Work required:
What lines in the listing include "elderly"? Return a copy of each.

Records to process:
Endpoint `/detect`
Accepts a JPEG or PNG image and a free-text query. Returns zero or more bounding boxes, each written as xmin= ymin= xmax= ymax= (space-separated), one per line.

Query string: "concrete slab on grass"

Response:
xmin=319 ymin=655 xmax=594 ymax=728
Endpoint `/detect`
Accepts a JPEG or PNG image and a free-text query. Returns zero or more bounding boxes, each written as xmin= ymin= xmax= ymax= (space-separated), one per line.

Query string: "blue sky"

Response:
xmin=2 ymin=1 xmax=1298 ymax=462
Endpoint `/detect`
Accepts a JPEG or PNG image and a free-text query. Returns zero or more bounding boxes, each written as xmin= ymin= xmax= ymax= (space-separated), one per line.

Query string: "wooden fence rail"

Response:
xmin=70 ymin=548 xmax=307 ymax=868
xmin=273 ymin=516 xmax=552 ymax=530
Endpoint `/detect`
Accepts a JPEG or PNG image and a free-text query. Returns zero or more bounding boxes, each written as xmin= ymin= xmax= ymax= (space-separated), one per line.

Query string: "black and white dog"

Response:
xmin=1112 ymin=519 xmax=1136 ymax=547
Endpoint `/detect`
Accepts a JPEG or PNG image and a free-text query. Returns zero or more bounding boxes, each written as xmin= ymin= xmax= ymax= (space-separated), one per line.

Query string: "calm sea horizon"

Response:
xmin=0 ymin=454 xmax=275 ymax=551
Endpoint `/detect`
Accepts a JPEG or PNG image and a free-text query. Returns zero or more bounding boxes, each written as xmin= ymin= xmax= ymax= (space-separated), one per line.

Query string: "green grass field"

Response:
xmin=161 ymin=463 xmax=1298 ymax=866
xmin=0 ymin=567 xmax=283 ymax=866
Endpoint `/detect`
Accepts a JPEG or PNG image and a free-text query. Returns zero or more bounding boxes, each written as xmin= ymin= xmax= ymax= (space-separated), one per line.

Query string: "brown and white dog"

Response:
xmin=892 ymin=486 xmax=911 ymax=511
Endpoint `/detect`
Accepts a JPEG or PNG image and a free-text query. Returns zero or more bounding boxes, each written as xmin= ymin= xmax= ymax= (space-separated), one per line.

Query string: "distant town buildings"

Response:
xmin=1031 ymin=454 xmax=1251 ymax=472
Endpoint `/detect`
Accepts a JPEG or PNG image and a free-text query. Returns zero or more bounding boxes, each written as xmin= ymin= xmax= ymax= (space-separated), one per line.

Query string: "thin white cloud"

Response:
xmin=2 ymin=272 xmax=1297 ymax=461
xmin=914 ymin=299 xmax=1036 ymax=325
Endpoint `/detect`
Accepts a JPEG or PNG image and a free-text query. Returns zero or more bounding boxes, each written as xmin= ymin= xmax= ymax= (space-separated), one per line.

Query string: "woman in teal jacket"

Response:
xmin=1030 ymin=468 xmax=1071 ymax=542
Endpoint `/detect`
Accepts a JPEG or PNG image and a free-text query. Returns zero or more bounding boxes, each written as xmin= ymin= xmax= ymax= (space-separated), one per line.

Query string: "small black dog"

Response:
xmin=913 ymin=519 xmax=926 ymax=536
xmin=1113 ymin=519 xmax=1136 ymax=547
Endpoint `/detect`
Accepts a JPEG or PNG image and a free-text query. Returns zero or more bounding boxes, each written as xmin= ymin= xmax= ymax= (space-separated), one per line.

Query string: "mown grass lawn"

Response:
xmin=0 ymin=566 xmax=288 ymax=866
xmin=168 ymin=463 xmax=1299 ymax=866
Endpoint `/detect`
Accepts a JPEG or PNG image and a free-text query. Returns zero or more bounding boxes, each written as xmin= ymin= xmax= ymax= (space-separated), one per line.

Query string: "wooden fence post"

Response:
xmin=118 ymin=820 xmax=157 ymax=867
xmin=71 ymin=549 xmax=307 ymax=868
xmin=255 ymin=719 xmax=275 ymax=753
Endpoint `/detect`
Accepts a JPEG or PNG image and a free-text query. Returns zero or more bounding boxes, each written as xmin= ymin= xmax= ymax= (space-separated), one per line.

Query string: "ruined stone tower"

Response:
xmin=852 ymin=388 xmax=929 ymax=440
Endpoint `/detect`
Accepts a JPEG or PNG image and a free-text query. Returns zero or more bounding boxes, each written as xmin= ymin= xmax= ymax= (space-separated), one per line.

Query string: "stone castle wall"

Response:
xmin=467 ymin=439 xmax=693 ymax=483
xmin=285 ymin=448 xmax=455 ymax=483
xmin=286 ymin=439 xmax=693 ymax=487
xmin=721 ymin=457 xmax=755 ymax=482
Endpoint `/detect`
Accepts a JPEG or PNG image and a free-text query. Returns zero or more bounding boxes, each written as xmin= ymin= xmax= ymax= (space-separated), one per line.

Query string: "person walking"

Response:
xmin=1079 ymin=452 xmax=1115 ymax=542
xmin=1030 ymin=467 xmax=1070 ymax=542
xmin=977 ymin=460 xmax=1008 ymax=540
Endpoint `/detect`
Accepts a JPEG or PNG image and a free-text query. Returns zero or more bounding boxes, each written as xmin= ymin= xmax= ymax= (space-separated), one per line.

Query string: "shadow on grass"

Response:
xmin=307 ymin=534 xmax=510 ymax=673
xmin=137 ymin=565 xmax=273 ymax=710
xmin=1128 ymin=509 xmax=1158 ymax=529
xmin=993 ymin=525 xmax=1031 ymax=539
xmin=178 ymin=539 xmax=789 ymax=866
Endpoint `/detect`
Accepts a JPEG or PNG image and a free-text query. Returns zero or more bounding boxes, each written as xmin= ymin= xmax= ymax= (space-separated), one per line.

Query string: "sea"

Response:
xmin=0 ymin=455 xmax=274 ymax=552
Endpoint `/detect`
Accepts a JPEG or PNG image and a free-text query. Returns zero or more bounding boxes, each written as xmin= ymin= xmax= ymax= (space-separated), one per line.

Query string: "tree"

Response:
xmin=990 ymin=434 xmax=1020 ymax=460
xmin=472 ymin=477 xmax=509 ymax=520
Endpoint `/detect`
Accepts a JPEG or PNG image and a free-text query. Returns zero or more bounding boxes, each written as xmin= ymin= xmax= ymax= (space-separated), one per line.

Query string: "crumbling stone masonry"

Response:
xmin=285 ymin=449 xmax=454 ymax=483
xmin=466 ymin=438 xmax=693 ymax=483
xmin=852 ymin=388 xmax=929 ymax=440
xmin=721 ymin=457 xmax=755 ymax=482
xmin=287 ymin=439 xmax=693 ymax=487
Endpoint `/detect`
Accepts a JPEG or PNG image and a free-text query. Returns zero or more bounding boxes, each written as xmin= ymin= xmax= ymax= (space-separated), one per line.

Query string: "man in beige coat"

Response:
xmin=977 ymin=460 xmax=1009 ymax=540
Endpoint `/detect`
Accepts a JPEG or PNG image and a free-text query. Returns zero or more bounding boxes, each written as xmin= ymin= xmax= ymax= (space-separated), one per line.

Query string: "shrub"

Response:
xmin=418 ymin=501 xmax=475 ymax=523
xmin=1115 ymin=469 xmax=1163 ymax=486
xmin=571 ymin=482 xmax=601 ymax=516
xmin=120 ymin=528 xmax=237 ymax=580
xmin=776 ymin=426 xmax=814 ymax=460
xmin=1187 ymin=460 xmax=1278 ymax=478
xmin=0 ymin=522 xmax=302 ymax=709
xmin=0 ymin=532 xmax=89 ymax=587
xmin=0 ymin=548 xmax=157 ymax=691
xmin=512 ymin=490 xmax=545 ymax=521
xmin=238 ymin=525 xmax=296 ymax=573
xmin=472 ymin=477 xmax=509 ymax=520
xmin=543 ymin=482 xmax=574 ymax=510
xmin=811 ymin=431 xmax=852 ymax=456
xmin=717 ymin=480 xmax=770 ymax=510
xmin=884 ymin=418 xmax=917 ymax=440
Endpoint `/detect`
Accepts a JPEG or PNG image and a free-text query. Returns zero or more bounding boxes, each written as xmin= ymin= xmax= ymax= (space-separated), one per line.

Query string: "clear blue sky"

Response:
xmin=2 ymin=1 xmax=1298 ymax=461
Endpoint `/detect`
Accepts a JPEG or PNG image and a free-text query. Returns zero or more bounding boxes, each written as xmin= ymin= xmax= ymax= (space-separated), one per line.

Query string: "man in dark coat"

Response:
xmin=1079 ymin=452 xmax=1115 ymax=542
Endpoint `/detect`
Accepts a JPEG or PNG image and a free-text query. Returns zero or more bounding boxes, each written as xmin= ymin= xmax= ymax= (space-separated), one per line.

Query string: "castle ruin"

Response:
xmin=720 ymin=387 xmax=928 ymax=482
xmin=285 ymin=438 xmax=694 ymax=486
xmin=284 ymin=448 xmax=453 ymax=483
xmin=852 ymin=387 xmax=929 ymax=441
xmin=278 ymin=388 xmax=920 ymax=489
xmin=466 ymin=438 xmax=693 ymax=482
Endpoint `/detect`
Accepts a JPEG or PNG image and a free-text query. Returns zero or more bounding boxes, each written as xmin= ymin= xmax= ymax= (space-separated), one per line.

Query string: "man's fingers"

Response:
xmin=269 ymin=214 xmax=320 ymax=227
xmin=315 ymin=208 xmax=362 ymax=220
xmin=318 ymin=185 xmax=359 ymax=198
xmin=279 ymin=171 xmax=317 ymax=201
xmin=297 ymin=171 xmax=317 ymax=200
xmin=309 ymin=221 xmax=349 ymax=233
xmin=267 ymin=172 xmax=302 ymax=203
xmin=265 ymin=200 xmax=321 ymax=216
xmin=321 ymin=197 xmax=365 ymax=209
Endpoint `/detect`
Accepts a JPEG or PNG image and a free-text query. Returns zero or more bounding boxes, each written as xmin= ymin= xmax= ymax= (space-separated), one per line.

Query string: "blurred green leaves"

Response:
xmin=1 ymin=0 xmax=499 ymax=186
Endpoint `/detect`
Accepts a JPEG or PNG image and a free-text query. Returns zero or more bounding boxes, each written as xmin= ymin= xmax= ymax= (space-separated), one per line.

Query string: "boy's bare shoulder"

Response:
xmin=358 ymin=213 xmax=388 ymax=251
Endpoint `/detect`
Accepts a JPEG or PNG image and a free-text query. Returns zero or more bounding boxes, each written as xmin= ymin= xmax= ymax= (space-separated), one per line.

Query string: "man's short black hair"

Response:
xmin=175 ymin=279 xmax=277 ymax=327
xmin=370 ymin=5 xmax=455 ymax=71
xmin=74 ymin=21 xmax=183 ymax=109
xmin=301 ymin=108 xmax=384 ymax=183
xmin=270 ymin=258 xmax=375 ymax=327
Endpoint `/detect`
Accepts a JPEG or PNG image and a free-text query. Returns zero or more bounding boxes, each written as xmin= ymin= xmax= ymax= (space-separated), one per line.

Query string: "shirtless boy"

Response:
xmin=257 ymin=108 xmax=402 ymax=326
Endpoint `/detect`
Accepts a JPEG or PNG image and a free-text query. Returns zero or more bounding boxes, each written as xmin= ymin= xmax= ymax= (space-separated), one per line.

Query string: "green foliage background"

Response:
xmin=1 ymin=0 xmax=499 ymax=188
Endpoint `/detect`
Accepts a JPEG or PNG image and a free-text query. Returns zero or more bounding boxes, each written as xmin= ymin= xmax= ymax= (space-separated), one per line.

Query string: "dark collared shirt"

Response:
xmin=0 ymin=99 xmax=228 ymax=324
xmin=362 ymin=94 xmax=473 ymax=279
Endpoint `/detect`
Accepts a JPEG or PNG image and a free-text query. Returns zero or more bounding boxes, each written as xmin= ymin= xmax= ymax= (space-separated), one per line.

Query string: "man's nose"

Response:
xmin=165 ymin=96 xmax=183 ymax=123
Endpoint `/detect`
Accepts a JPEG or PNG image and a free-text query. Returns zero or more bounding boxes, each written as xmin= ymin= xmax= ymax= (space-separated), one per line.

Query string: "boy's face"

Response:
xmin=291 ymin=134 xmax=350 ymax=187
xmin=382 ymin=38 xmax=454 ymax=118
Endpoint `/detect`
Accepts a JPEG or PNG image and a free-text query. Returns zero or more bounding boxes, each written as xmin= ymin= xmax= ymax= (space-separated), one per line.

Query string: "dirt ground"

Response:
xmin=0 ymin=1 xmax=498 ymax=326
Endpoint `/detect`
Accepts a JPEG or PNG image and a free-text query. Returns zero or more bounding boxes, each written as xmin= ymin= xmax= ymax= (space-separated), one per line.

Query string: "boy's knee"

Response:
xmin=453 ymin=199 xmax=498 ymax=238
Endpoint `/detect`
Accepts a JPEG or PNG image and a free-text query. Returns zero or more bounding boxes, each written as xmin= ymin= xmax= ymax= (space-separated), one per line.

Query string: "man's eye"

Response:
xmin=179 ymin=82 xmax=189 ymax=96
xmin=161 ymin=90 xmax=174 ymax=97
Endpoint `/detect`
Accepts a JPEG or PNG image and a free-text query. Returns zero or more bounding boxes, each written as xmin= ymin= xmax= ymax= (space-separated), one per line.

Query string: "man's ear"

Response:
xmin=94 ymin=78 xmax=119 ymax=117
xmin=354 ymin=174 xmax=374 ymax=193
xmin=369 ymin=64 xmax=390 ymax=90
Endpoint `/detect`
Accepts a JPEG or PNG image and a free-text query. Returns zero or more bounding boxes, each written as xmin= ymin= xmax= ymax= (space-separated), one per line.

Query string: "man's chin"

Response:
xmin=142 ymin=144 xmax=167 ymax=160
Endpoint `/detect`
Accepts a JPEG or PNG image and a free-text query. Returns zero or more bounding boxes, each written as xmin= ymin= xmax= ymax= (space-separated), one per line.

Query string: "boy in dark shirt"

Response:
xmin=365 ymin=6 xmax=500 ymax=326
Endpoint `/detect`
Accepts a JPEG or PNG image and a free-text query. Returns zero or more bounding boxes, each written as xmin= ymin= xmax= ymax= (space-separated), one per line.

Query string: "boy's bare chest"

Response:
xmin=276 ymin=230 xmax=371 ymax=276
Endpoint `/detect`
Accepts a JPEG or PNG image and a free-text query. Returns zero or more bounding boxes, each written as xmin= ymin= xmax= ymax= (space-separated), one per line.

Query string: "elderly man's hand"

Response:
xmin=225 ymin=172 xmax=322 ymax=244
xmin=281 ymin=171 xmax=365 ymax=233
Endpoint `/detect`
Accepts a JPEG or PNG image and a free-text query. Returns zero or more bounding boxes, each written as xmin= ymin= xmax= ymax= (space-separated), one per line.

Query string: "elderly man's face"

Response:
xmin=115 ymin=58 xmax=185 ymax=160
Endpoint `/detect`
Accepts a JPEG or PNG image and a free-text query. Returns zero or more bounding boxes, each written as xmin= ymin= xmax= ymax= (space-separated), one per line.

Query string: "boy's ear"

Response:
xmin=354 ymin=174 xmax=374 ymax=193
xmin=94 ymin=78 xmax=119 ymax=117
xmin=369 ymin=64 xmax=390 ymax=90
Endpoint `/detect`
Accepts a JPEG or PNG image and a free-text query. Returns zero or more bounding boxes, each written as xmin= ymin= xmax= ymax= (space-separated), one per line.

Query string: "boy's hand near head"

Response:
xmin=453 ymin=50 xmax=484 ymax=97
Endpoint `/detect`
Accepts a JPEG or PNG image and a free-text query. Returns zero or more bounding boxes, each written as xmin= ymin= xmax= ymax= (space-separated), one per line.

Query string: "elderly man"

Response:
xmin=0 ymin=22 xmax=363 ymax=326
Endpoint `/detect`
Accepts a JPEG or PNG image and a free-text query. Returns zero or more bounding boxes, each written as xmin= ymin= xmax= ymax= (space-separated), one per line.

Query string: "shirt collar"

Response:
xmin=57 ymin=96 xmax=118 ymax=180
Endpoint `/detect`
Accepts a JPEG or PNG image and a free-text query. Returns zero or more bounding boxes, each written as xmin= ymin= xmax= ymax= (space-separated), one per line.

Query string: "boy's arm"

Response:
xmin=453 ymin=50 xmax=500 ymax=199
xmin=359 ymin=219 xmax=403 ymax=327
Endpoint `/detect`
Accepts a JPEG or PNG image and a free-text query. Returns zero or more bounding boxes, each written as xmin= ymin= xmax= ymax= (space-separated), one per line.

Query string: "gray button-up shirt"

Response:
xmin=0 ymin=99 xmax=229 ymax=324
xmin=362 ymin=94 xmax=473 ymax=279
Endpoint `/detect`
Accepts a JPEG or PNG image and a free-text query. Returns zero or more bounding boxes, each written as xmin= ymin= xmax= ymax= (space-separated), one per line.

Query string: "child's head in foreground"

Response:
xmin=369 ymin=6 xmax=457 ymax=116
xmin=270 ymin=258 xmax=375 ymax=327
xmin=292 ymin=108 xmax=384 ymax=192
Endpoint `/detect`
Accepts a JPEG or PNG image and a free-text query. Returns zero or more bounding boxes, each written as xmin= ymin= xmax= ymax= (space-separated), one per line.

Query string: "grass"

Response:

Result below:
Query string: "elderly man's hand"
Query string: "elderly man's face"
Query string: "elderly man"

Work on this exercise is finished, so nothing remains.